BEGIN Excerpted passage
It is Rep. Omar who is the victim here. “Chelsea hurt our fight against white supremacy when she stood by the petty weaponizers of antisemitism, showing no regard for Rep. Omar and the hatred being directed at her,” Asaf and Dweik declared. English translation: People who are left wing, Muslim or “of color” cannot be anti-Semites, and those who say otherwise will be condemned as handmaidens of Jim Crow. This is especially true if the person in question is, like IIhan Omar, all three.

Reading the many progressive identity-based defenses of Omar, which repeatedly and pointlessly invoke the fact that she is a hijabi-wearing black refugee being criticized by a white native-born American woman, one gets the impression that this particular legislator can pretty much say whatever she wants and expect to be absolved for it: Her canonization as a left-wing hero is necessary, and irrevocable.
END Excerpted passage
BEGIN Supplied material
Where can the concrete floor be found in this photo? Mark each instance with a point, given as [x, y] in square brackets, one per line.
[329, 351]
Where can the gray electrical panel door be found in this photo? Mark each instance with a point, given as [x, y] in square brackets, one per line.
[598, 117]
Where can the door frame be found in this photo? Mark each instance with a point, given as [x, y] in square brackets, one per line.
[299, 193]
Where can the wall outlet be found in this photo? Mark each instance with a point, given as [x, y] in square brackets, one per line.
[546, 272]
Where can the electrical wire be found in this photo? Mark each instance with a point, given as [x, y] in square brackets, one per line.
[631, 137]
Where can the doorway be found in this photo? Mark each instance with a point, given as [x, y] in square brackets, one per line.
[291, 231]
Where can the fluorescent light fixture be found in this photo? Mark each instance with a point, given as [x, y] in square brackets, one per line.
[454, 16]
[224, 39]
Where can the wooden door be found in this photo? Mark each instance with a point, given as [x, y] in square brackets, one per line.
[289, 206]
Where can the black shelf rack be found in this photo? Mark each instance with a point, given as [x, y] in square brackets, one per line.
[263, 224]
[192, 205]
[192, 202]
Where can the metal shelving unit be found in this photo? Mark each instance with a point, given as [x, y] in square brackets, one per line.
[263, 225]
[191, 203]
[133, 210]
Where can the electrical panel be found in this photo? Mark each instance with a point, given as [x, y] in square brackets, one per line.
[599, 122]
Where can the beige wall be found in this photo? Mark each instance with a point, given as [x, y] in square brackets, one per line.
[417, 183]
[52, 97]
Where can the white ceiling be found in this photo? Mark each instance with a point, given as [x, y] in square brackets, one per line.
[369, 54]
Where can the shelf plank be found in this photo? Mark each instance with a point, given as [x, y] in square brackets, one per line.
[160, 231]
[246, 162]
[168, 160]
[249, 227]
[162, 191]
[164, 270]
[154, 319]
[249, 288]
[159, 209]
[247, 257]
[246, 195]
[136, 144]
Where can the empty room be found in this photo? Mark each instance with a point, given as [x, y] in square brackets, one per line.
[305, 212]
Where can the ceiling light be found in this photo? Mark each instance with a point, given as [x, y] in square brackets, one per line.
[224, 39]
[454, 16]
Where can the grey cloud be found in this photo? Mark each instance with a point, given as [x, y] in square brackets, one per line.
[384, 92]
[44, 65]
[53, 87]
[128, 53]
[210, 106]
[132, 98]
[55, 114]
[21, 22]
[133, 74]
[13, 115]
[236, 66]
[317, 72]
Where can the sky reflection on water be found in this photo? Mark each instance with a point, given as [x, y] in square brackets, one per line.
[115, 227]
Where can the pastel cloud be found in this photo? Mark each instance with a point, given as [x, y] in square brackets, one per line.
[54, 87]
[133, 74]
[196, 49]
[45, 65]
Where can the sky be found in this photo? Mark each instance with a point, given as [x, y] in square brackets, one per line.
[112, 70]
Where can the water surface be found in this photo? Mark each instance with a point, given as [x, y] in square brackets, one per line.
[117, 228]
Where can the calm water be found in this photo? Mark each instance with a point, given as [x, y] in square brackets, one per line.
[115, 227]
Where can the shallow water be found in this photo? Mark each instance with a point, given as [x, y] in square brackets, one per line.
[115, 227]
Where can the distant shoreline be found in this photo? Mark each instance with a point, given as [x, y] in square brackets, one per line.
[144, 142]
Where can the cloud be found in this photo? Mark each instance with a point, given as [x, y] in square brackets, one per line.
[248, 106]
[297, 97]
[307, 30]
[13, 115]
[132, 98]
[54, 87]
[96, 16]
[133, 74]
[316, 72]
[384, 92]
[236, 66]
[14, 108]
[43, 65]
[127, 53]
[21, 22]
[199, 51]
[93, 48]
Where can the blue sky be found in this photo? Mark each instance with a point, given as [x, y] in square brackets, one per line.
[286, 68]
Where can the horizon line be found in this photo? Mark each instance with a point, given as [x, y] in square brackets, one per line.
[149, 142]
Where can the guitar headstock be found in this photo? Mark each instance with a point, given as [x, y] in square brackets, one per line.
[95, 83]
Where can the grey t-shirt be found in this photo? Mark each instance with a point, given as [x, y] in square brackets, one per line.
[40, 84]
END Supplied material
● **Requirements**
- 1) In the passage on defenses of Rep. Omar, who declared that Chelsea hurt the fight against white supremacy?
- 2) Transcribe the stretch of the passage on defenses of Rep. Omar from "It is Rep. Omar" through "Omar, all three.".
- 3) Go on with the passage on defenses of Rep. Omar from where it stops.

● **Responses for each task**
- 1) Asaf and Dweik

- 2)
It is Rep. Omar who is the victim here. “Chelsea hurt our fight against white supremacy when she stood by the petty weaponizers of antisemitism, showing no regard for Rep. Omar and the hatred being directed at her,” Asaf and Dweik declared. English translation: People who are left wing, Muslim or “of color” cannot be anti-Semites, and those who say otherwise will be condemned as handmaidens of Jim Crow. This is especially true if the person in question is, like IIhan Omar, all three.

- 3)
Omar can’t be an anti-Semite because members of “marginalized” groups are inherently virtuous. This is the ultimate logic of identity politics. Jussie Smollett just had to be telling the truth; he is black and gay and progressive and his purported assailants were white and straight and wearing MAGA hats. But when Asaf and Dweik insist that she “did nothing wrong except challenge the status quo,” they are taking the side of anti-Semites over Jews. They are normalizing anti-Semitism.

They are not the only ones. For a growing number of progressives, anti-Semitism has become an ideological obligation as central to their political identity as the Universal Basic Income, Green New Deal, a 70-percent marginal tax rate, and free higher education. These progressives, of course, cannot openly say this. Anti-Semitism is bad. Some of their best friends are Jews. The Holocaust happened. So they need to redefine anti-Semitism out of existence, while redistributing the valuable cultural capital of Jewish historical suffering to more deserving groups. Thus, the phenomena of “white Jews.”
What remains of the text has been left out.